- [TEXT PROVIDED]:

T(n)=T(n/2) + T(n/2) + $n^2$

==> T(n)= 2T(n/2) + $n^2$

By masters theorem : its $\theta(n^2)$
T(n)>=2*T(n/4)+n^2

=> T(n)>=θ($n^2$)  =>T(n)= Ω($n^2$)

T(n)<=2*T(n/2)+n^2
=>T(n)<=θ($n^2$) => T(n)= O($n^2$)

we can conclude from both T(n)=θ($n^2$)

use recursion tree method for this type of problem. You'll get the answer easily.

like on first level  $n^{2}$

/         \

$(n/4)^{2}$      $(n/2)^{2}$

/              \         /         \

$(n/16)^{2}$ $(n/8)^{2}$ $(n/8)^{2}$   $(n/4)^{2}$

.......................................

............................ logn level

T(n) = $n^{2}{(1+\frac{5}{16}+(\frac{5}{16})^{2}............logn\, times)}$

T(n)= $n^{2}$(1)   (it is decreasing GP so it will be close to 1.)

- [LISTED RECORDS]:
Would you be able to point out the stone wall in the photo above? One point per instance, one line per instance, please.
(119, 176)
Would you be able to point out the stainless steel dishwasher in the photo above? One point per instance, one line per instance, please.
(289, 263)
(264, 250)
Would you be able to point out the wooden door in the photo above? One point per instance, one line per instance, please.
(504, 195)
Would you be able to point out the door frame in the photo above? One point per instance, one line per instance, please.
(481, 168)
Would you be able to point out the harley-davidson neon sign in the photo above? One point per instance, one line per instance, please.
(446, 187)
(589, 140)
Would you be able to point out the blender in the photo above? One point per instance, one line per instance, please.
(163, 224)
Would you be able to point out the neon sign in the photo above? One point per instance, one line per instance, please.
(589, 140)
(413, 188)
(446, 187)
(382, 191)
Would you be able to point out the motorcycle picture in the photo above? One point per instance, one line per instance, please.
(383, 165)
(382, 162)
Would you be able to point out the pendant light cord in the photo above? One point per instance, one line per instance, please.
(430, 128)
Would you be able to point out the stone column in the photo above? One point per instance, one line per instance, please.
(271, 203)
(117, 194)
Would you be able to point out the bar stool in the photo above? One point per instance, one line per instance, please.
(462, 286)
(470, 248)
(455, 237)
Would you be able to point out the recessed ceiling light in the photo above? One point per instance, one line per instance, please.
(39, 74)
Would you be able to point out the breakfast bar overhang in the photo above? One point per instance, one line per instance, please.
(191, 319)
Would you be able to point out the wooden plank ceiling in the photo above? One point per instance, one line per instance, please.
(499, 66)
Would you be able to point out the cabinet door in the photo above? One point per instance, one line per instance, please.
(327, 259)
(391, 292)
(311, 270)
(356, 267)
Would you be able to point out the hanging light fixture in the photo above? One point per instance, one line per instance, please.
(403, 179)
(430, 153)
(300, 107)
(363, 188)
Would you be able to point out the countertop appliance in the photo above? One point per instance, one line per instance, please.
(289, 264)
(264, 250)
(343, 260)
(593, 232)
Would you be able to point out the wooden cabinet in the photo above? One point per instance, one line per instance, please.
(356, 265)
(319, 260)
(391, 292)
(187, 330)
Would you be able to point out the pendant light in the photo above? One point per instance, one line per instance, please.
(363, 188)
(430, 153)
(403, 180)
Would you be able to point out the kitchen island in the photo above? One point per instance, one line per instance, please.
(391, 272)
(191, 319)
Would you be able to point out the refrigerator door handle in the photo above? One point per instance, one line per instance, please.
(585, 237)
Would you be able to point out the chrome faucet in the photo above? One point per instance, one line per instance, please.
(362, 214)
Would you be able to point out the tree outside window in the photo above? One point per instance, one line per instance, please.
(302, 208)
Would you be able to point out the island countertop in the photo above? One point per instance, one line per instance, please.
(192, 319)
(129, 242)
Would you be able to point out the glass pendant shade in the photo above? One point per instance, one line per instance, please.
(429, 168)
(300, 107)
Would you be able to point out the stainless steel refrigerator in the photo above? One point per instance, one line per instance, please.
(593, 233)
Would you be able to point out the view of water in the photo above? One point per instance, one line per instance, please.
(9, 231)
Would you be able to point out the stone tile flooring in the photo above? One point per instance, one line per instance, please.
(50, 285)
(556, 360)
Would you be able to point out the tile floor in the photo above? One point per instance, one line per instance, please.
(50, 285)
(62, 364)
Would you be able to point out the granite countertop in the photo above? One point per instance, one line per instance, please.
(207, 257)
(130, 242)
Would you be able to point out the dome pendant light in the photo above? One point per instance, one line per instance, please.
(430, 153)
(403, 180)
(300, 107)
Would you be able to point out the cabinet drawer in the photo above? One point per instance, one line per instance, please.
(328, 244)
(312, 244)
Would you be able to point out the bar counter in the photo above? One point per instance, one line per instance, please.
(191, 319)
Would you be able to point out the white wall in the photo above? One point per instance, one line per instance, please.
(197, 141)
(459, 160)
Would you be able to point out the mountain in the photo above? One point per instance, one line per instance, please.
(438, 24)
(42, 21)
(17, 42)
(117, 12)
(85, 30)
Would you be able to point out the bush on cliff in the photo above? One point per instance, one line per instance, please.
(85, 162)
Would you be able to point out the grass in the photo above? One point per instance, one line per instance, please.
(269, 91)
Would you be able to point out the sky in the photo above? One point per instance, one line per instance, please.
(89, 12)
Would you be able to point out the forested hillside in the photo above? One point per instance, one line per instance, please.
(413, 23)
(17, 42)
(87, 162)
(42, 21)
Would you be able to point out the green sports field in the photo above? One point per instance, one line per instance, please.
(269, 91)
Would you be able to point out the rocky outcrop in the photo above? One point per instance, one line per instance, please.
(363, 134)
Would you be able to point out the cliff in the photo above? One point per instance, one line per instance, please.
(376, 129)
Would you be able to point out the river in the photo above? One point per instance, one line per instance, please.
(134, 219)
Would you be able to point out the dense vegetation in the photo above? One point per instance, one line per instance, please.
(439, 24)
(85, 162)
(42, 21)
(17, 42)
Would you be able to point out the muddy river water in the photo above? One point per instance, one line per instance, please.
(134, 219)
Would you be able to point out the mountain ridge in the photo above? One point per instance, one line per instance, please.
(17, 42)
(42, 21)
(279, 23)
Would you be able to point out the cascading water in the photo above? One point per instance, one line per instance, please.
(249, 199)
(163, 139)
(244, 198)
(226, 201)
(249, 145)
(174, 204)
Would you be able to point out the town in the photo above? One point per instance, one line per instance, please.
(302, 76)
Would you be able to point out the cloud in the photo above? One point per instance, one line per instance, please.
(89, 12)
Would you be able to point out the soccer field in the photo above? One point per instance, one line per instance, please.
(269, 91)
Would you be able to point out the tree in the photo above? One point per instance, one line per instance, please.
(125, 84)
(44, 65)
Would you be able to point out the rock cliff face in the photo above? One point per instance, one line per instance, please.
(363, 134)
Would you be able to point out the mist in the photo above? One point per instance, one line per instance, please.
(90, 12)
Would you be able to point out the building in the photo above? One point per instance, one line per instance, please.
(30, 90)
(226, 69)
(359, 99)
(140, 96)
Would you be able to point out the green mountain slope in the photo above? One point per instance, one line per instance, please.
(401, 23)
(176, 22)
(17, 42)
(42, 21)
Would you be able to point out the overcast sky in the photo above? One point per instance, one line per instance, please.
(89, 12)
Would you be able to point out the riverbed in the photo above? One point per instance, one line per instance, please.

- [REQUIRED ACTIONS]:
(a) In the recurrence thread, list every term in the recursion tree row that sits directly beneath the row containing $(n/4)^{2}$ and $(n/2)^{2}$.
(b) According to the recurrence thread, how many levels does the recursion tree have?
(c) Output the part of the recurrence thread starting with "By masters theorem" and going on through "the answer easily.".
The listing is separate material and stands on its own.

- [RESULTS FOR EACH TASK]:
(a) $(n/16)^{2}$, $(n/8)^{2}$, $(n/8)^{2}$, $(n/4)^{2}$

(b) It has log n levels.

(c)
By masters theorem : its $\theta(n^2)$
T(n)>=2*T(n/4)+n^2

=> T(n)>=θ($n^2$)  =>T(n)= Ω($n^2$)

T(n)<=2*T(n/2)+n^2
=>T(n)<=θ($n^2$) => T(n)= O($n^2$)

we can conclude from both T(n)=θ($n^2$)

use recursion tree method for this type of problem. You'll get the answer easily.